SELECTION
The author tells it like it was. Attitudes such as the Indians losing their land because they didn't develop it were normal in the time period involved, and the choice to fight for the Confederacy did revolve more around fighting with and for kin and neighbors rather than an abstract idea like states rights or anything else. In addition, Texas had only recently joined the Union, and the belief that it had the right to secede from the Union was widespread (and probably judicially correct except that the Civil War eliminated that viewpoint in law for the forseeable future.) And yes, Indians, blacks and Mexicans were looked down upon as inferior in general by the Scotch-Irish almost until the book was first written. But saying that this attitude was prevalent doesn't make the author racist or inaccurate in his depiction of the reality of the times. Observations on Indian culture and civilization may offend the politically correct individual in the twentieth century, but that does not make them less accurate. Those who wish to make a counter argument should do so in their own work, not simply rant against a position without supporting observations or facts.

GIVEN EXERCISE 1
Answer these questions about the review, one line each:
(a) Rather than an abstract idea, what did the choice to fight for the Confederacy revolve around more?
(b) Which group looked down on Indians, blacks and Mexicans as inferior?
(c) Where should those who wish to make a counter argument do so?

DATASET RECORDS
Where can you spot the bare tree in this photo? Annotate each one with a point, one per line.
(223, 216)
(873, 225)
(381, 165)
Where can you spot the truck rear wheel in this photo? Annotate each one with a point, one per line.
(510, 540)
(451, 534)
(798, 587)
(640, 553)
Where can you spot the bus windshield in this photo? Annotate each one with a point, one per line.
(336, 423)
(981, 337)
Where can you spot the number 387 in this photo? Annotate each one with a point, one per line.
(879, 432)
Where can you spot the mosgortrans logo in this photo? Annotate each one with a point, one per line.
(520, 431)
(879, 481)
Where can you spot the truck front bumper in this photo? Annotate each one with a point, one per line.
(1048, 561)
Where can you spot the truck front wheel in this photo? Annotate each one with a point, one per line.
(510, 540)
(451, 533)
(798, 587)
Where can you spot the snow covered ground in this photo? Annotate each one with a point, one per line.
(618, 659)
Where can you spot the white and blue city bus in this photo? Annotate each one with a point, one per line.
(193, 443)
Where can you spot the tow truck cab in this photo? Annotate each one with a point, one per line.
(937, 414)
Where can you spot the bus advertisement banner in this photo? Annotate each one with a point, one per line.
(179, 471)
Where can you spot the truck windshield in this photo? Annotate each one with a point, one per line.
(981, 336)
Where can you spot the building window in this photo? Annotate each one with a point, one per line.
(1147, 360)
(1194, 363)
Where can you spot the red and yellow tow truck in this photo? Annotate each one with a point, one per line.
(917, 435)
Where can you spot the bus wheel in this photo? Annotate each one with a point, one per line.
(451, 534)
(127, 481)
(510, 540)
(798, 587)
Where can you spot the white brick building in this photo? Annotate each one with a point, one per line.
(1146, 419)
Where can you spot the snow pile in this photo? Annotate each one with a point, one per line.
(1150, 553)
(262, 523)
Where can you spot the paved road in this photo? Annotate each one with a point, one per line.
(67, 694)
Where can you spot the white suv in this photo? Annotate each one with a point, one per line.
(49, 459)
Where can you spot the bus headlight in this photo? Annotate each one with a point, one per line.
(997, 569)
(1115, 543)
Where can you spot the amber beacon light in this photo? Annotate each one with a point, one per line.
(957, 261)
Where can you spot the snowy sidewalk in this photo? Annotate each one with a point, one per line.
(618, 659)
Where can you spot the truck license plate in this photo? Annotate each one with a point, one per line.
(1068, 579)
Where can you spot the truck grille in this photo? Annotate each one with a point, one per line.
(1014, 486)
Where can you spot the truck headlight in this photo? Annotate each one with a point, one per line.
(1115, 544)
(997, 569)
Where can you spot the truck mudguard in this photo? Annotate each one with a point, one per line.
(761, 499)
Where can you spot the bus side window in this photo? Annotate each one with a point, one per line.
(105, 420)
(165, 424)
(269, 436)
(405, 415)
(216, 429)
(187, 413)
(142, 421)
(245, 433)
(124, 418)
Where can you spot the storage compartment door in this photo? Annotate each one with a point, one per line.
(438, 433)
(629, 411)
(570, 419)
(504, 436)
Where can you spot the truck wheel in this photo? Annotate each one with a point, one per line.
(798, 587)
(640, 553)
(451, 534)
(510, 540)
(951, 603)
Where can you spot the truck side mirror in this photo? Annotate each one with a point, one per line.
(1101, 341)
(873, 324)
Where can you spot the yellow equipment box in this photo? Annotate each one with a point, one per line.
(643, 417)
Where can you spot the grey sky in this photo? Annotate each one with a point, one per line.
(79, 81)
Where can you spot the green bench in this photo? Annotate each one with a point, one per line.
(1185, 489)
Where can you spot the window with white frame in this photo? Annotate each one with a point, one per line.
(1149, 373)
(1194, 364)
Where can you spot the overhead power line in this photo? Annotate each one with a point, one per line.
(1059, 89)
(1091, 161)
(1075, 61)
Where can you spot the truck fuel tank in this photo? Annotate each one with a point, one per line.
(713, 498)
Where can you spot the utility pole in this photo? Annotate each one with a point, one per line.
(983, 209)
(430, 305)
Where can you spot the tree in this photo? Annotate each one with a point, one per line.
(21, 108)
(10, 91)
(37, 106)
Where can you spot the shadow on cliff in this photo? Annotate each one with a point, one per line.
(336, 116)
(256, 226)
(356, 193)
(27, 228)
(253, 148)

GIVEN EXERCISE 2
Turn the entries from the line containing "Where can you spot the utility" through the last line of the entries, inclusive, into a JSON list of strings with one string per line.

CORRECT RESULT 1
(a) Fighting with and for kin and neighbors.
(b) The Scotch-Irish.
(c) In their own work.

CORRECT RESULT 2
[
  "Where can you spot the utility pole in this photo? Annotate each one with a point, one per line.",
  "(983, 209)",
  "(430, 305)",
  "Where can you spot the tree in this photo? Annotate each one with a point, one per line.",
  "(21, 108)",
  "(10, 91)",
  "(37, 106)",
  "Where can you spot the shadow on cliff in this photo? Annotate each one with a point, one per line.",
  "(336, 116)",
  "(256, 226)",
  "(356, 193)",
  "(27, 228)",
  "(253, 148)"
]